*INSTRUCTION*:
Which lines in the items below contain the word "gravel"? Pick out each one and copy it.

Point placement records
★ ★ ★ ★ ★ ★ ★
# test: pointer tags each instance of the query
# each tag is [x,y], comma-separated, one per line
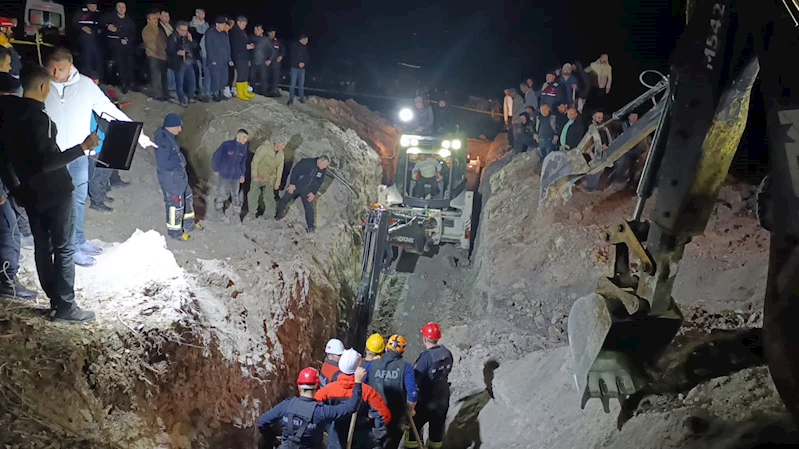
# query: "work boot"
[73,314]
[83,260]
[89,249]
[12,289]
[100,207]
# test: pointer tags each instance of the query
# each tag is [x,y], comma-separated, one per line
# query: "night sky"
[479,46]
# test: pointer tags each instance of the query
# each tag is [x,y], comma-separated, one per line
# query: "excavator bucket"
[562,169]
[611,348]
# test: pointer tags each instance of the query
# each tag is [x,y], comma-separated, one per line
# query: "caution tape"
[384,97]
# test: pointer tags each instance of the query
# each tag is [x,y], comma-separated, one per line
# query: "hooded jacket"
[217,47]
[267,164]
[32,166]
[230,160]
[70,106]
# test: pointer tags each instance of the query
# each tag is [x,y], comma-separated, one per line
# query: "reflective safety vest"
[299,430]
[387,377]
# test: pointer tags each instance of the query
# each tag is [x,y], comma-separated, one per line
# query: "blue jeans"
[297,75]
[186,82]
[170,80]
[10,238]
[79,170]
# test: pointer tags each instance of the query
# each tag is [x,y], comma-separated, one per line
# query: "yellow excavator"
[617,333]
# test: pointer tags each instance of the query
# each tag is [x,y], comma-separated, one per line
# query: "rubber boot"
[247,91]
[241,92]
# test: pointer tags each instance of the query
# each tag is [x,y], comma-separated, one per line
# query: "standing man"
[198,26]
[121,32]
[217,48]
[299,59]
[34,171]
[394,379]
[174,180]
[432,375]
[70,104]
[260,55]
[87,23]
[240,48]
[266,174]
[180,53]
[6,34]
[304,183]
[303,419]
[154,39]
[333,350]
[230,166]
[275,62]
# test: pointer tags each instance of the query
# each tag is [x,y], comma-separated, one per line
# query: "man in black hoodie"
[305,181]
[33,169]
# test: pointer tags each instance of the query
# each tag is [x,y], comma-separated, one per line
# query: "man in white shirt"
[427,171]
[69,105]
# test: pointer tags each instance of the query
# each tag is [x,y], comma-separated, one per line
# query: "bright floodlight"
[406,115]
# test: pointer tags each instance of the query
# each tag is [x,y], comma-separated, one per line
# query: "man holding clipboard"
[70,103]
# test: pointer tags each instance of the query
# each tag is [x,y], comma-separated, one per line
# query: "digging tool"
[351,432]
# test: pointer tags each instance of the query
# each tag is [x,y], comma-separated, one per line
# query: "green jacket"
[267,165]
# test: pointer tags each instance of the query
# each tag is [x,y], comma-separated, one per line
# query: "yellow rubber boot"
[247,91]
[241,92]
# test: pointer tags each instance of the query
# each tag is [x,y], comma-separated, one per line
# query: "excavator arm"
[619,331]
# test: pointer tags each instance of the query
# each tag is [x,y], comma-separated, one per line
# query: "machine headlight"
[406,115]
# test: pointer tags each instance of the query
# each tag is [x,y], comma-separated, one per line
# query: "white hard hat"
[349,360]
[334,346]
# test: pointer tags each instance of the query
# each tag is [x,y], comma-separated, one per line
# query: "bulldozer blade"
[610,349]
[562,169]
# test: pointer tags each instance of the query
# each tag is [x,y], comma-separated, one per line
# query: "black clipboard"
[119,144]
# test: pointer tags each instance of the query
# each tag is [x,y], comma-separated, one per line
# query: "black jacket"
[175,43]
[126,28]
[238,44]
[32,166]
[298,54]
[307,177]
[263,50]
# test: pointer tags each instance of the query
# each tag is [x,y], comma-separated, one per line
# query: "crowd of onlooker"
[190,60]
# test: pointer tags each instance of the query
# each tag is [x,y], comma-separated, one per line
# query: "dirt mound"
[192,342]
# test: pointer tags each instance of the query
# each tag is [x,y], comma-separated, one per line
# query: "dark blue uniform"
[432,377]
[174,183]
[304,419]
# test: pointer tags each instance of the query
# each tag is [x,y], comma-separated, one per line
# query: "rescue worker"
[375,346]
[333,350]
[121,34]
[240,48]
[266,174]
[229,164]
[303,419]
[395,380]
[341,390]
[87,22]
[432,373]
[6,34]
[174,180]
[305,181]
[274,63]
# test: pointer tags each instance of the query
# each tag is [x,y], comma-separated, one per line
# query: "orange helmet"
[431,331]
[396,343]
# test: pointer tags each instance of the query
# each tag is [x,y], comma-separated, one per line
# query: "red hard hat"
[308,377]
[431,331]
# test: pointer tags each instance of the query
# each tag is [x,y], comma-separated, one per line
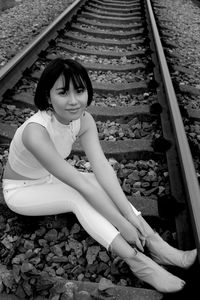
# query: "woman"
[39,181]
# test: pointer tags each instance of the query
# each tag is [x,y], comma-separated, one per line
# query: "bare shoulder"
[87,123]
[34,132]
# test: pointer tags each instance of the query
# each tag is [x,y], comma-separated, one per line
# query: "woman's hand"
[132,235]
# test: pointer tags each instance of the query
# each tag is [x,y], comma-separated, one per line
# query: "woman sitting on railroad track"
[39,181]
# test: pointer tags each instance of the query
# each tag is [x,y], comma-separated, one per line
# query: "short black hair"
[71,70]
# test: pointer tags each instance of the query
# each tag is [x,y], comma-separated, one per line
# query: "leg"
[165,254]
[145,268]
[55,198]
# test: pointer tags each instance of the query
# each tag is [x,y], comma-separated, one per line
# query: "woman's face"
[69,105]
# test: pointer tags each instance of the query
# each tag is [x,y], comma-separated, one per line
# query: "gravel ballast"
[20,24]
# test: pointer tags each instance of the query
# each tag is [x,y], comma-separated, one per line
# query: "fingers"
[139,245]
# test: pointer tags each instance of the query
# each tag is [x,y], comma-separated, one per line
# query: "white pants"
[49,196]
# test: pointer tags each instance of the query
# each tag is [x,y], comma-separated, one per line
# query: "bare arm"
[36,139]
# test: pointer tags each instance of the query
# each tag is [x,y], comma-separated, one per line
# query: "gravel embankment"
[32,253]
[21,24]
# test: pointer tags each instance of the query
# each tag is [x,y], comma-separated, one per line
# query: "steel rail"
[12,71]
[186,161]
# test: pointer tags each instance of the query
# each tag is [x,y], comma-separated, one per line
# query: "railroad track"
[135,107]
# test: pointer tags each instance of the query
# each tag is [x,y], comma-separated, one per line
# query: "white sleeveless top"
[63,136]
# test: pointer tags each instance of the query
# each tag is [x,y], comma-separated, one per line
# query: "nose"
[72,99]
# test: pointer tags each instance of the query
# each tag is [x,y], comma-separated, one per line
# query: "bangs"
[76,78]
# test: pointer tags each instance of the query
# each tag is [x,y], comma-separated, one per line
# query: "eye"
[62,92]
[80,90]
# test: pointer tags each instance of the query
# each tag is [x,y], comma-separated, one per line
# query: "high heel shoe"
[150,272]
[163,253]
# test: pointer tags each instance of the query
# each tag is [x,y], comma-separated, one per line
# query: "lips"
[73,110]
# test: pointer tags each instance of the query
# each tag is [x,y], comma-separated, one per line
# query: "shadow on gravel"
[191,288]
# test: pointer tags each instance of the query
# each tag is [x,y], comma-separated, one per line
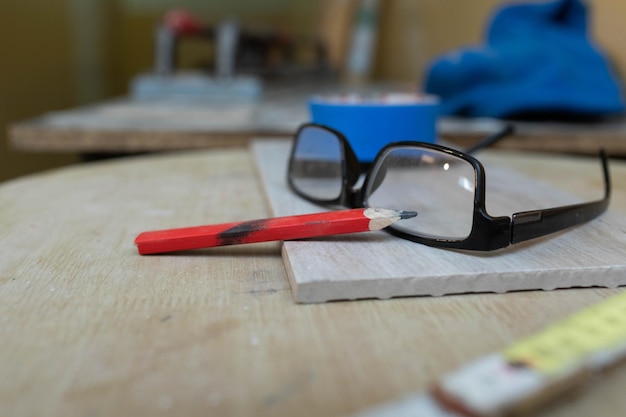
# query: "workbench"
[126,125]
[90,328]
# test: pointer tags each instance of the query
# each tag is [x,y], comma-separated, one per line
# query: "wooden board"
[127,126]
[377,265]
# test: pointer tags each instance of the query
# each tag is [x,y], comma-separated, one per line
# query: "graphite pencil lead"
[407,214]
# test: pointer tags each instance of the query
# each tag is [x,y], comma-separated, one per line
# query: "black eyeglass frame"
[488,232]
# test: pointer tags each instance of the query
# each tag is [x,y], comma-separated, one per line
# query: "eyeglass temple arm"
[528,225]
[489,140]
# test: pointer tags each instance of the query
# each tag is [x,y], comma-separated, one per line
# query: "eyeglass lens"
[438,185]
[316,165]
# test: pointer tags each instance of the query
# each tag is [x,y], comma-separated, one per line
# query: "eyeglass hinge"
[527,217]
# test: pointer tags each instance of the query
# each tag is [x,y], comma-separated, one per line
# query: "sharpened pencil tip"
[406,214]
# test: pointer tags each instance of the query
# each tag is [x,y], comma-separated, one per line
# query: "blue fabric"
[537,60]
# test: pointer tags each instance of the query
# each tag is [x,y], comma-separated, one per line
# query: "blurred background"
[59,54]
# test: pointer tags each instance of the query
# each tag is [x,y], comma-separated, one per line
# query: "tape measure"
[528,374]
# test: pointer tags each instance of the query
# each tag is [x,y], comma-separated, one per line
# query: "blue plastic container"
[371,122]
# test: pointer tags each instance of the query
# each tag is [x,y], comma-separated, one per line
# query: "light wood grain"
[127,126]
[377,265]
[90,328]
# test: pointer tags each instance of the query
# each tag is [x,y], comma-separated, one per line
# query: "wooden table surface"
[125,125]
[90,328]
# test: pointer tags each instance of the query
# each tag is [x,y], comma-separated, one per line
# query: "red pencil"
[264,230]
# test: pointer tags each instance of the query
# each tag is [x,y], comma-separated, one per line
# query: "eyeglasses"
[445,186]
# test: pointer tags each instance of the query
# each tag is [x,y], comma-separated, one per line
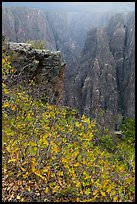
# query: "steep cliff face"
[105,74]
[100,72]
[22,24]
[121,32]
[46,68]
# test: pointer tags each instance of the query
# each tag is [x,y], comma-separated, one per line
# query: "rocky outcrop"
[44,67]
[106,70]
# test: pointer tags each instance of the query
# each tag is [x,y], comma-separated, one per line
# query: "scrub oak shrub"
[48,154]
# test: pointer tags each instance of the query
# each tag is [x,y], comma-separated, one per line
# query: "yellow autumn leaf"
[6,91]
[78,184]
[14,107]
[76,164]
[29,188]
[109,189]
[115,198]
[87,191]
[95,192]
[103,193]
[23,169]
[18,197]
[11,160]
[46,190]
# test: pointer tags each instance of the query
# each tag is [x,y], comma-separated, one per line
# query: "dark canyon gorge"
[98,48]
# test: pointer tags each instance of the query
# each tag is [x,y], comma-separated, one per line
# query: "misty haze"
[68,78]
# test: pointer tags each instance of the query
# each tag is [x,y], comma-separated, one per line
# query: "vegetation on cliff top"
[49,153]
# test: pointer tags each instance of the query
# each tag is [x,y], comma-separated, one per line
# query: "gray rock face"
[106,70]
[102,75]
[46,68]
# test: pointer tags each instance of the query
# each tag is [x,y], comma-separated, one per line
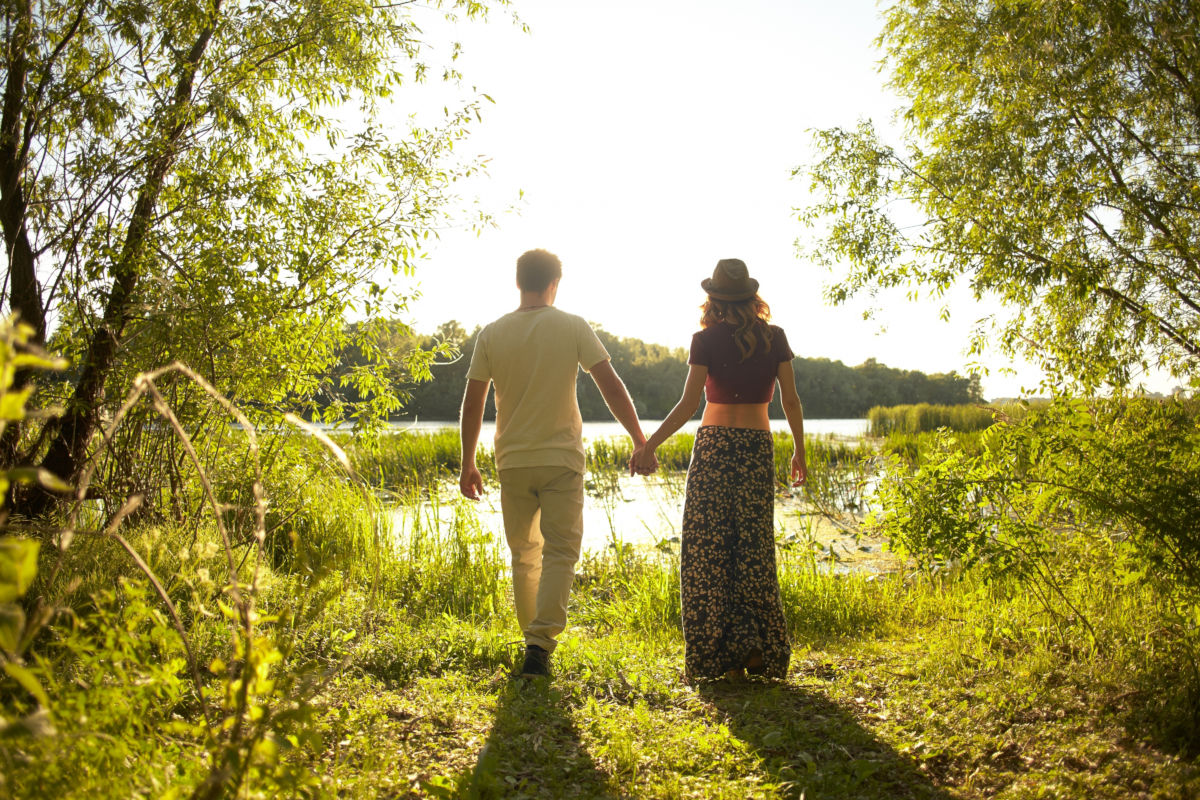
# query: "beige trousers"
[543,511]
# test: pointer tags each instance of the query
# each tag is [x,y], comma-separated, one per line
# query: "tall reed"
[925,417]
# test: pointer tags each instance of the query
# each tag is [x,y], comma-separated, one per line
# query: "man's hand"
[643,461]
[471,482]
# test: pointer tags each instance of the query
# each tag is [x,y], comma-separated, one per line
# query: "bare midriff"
★ ★ ★ ★ ★ ★ ★
*FULL SOLUTION*:
# query: "gravel ballast"
# query: "gravel embankment"
# query: "shadow on gravel"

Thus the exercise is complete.